Start of Block

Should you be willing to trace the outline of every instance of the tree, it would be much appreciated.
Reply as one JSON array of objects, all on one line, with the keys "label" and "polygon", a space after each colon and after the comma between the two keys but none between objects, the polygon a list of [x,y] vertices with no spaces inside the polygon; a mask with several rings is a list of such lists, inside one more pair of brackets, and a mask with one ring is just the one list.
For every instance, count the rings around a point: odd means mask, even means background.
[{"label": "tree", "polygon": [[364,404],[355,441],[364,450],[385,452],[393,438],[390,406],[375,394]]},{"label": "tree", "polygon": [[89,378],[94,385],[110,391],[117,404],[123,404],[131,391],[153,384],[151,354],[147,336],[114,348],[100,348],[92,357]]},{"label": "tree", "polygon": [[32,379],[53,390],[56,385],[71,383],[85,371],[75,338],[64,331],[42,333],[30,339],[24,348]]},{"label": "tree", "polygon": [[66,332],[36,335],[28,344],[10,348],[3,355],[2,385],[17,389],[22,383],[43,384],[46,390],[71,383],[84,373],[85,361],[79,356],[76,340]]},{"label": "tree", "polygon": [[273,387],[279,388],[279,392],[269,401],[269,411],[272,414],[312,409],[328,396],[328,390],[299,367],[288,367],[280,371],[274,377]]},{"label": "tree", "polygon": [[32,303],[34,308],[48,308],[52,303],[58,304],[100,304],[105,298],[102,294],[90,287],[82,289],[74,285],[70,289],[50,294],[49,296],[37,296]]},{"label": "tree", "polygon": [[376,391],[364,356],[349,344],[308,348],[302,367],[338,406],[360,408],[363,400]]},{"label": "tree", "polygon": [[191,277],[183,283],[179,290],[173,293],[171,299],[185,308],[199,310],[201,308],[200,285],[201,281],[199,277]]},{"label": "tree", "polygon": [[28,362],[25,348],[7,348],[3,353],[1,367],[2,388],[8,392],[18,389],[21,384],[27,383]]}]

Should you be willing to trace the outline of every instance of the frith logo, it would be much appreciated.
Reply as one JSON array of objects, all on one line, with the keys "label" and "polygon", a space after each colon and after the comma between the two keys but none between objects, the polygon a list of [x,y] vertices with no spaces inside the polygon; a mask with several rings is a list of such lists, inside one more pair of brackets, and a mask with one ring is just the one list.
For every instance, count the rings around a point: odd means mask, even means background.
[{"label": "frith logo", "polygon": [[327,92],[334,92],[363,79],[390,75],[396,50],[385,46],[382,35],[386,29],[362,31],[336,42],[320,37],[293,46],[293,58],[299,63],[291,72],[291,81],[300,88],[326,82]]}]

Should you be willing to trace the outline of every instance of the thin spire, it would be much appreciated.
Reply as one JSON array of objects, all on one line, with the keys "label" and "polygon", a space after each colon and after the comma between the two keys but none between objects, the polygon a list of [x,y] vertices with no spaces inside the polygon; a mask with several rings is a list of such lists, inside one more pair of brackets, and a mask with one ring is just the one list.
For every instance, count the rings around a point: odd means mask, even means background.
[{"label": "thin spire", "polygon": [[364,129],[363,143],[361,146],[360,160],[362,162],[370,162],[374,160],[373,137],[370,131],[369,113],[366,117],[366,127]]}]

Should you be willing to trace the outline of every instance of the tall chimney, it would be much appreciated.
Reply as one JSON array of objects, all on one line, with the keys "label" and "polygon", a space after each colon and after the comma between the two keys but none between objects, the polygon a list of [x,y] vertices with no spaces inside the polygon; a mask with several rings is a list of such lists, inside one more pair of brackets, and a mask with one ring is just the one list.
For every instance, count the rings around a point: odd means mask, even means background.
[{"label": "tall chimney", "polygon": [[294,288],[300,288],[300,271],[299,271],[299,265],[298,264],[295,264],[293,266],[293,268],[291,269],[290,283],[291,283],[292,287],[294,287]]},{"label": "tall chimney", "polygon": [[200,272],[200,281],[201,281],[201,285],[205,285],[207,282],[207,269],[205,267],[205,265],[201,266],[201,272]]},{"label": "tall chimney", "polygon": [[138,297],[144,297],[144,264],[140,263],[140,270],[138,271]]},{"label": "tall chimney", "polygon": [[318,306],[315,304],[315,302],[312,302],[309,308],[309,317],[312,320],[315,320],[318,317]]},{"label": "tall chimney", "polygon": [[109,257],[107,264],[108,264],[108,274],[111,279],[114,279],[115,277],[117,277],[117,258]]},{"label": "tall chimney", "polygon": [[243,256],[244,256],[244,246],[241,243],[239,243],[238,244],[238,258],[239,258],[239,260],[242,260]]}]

End of Block

TASK
Reproduce every line from the listing above that holds the word "much".

EXERCISE SOLUTION
Should you be willing to trace the outline of every instance of the tree, it would be much appreciated.
Should you be willing to trace the outline of every instance of the frith logo, it would be much appreciated.
Should you be willing to trace the outline of every instance of the thin spire, it would be much appreciated.
Should you be willing to trace the outline of every instance of the tall chimney, it would be much appreciated.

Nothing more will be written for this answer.